▶ Task to carry out
Rewrite the rows below as a Markdown table with the columns "No." and "Text", numbering each line and skipping blank lines. Leave the pictures out of the table.

▶ Data shown

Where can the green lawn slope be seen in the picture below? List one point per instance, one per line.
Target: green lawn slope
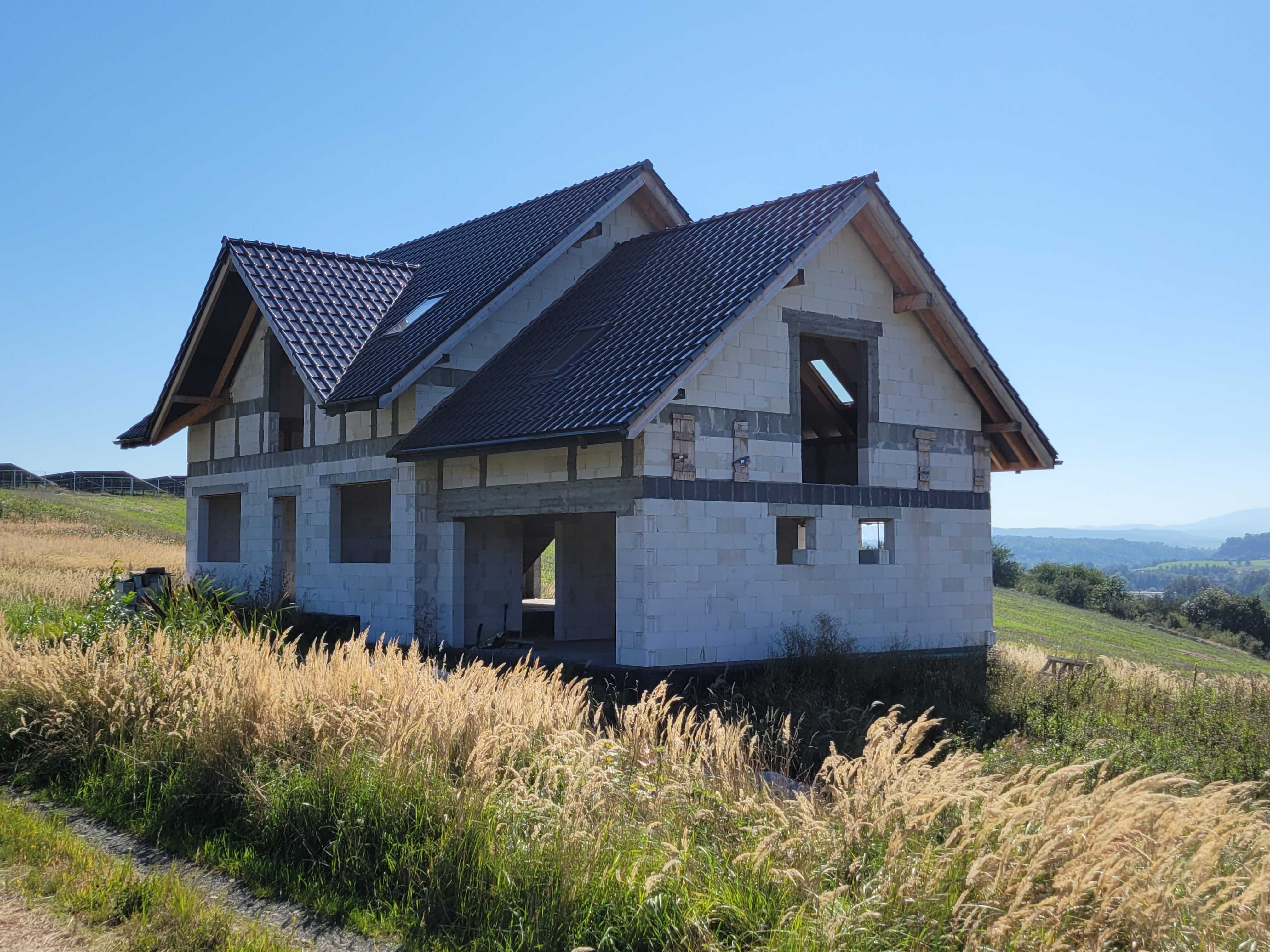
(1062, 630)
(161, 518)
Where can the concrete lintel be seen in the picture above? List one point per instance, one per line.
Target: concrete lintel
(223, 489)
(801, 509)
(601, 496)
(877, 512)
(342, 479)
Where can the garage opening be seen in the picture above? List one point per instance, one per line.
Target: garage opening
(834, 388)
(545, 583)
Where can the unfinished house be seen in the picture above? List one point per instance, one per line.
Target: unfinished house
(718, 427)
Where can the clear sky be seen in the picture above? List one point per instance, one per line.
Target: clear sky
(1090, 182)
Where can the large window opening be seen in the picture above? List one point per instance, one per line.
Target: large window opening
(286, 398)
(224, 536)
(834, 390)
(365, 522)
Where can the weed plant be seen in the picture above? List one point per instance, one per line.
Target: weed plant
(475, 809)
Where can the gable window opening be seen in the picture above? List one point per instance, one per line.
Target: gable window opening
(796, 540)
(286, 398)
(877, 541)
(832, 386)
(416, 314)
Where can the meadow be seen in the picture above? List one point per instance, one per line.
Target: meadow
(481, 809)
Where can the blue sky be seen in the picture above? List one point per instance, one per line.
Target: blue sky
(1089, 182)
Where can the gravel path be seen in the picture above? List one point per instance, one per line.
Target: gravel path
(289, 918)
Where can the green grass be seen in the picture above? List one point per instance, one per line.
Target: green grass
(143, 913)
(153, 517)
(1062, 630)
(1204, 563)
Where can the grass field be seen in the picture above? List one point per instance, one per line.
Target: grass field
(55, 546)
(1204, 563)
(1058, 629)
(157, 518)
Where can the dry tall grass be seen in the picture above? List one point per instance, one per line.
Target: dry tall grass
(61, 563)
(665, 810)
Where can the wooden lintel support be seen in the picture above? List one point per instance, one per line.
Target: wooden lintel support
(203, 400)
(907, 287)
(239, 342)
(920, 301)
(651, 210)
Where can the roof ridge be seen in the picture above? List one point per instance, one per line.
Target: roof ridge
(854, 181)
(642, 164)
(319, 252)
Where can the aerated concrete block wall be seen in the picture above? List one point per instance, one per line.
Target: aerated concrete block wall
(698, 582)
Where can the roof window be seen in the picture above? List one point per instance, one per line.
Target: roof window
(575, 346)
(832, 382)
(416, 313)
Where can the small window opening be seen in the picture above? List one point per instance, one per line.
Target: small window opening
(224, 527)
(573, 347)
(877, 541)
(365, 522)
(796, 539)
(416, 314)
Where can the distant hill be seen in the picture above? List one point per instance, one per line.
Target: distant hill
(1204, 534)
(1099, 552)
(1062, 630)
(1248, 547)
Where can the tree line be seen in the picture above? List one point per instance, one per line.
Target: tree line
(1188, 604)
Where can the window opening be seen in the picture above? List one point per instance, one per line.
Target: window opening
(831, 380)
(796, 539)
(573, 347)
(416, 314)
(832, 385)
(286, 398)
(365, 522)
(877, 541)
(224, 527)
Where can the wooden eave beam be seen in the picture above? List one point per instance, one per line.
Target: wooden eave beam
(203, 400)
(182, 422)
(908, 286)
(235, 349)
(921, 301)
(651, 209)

▶ Expected answer
| No. | Text |
|---|---|
| 1 | Where can the green lawn slope be seen in the picture below? List one point per instance, one per line. |
| 2 | Target: green lawn slope |
| 3 | (1062, 630) |
| 4 | (161, 518) |
| 5 | Where can the concrete lintel be seen in the picture above? List one point per instance, one per line. |
| 6 | Target: concrete lintel |
| 7 | (223, 489) |
| 8 | (801, 509) |
| 9 | (601, 496) |
| 10 | (877, 512) |
| 11 | (342, 479) |
| 12 | Where can the garage opening be seen in the picture above? List one point per instance, one per line. |
| 13 | Target: garage opening |
| 14 | (834, 388) |
| 15 | (545, 583) |
| 16 | Where can the unfinished house be seen in the picture above? List one point per instance, one per line. |
| 17 | Target: unfinished house |
| 18 | (718, 427) |
| 19 | Where can the clear sky be seen in the picture above? List one point per instance, one per line. |
| 20 | Target: clear sky |
| 21 | (1090, 182) |
| 22 | Where can the large window opening be seen in the picture above? List one point per instance, one per line. |
| 23 | Target: large window opening |
| 24 | (286, 398) |
| 25 | (224, 536) |
| 26 | (834, 390) |
| 27 | (365, 522) |
| 28 | Where can the weed plant be seen in the picture above? List one point per instance, one per line. |
| 29 | Target: weed plant |
| 30 | (475, 809) |
| 31 | Where can the gable window opening be seen in the picture above? List one point per instance, one per line. |
| 32 | Target: gable window opening |
| 33 | (796, 540) |
| 34 | (286, 398) |
| 35 | (877, 541) |
| 36 | (832, 386) |
| 37 | (416, 314) |
| 38 | Where can the meadow be seen in the picture above? List one point per instance, one per line. |
| 39 | Target: meadow |
| 40 | (481, 809) |
| 41 | Where can the blue sky be seen in the picture above? List one point per instance, one per line. |
| 42 | Target: blue sky |
| 43 | (1089, 182) |
| 44 | Where can the gravel path be seen in the picture above? List one point per instance, one per line. |
| 45 | Target: gravel path |
| 46 | (289, 918) |
| 47 | Where can the green grass be seen in the picture above? List one point per instance, one per line. |
| 48 | Target: green grass |
| 49 | (143, 913) |
| 50 | (153, 517) |
| 51 | (1062, 630) |
| 52 | (1204, 563) |
| 53 | Where can the grass field be seen in the picture above? List one point per instance, one per line. |
| 54 | Target: grass field |
| 55 | (55, 546) |
| 56 | (1204, 563) |
| 57 | (1058, 629) |
| 58 | (157, 518) |
| 59 | Where can the dry tall grass be seen in the picture above? List one point per instance, one per line. |
| 60 | Target: dry tall grass |
| 61 | (61, 563) |
| 62 | (665, 810) |
| 63 | Where can the wooden lintel support be seen in the picture above? List one point per instance, one per line. |
| 64 | Target: wooden lintel support |
| 65 | (203, 400) |
| 66 | (907, 287) |
| 67 | (239, 342) |
| 68 | (920, 301) |
| 69 | (651, 210) |
| 70 | Where can the roof ridge be seen in the picture above? List one point per instance, one per line. |
| 71 | Target: roof ridge |
| 72 | (854, 181) |
| 73 | (642, 164) |
| 74 | (319, 252) |
| 75 | Where can the aerated concrete block wall be seen in the picture above? List one point per instance, one per line. |
| 76 | Target: aerated concrete block wall |
| 77 | (698, 582) |
| 78 | Where can the roof window be seen in the picture above? List one point per instance, one per line. |
| 79 | Target: roof window |
| 80 | (575, 346) |
| 81 | (832, 382) |
| 82 | (416, 313) |
| 83 | Where can the small window opening be seen in the picture above? List one point per instance, one per line. |
| 84 | Target: small window opening |
| 85 | (224, 527) |
| 86 | (573, 347) |
| 87 | (877, 541) |
| 88 | (365, 522) |
| 89 | (796, 539) |
| 90 | (416, 314) |
| 91 | Where can the distant hill be seen in the picture above? List one point per instance, one per line. |
| 92 | Target: distant hill |
| 93 | (1204, 534) |
| 94 | (1099, 552) |
| 95 | (1062, 630) |
| 96 | (1248, 547) |
| 97 | Where can the tree line be seen in the picture above? List one point per instance, one per line. |
| 98 | Target: tree line |
| 99 | (1188, 604) |
| 100 | Where can the window opening be seen in the picture above? List one point per instance, one per line. |
| 101 | Target: window opening |
| 102 | (831, 380) |
| 103 | (796, 539) |
| 104 | (573, 347) |
| 105 | (416, 314) |
| 106 | (832, 385) |
| 107 | (286, 398) |
| 108 | (365, 522) |
| 109 | (877, 541) |
| 110 | (224, 527) |
| 111 | Where can the wooden eave beam be seen in the picture above? List one point per instance, one per line. |
| 112 | Target: wooden eave beam |
| 113 | (203, 400) |
| 114 | (182, 422) |
| 115 | (908, 286) |
| 116 | (235, 349) |
| 117 | (921, 301) |
| 118 | (651, 209) |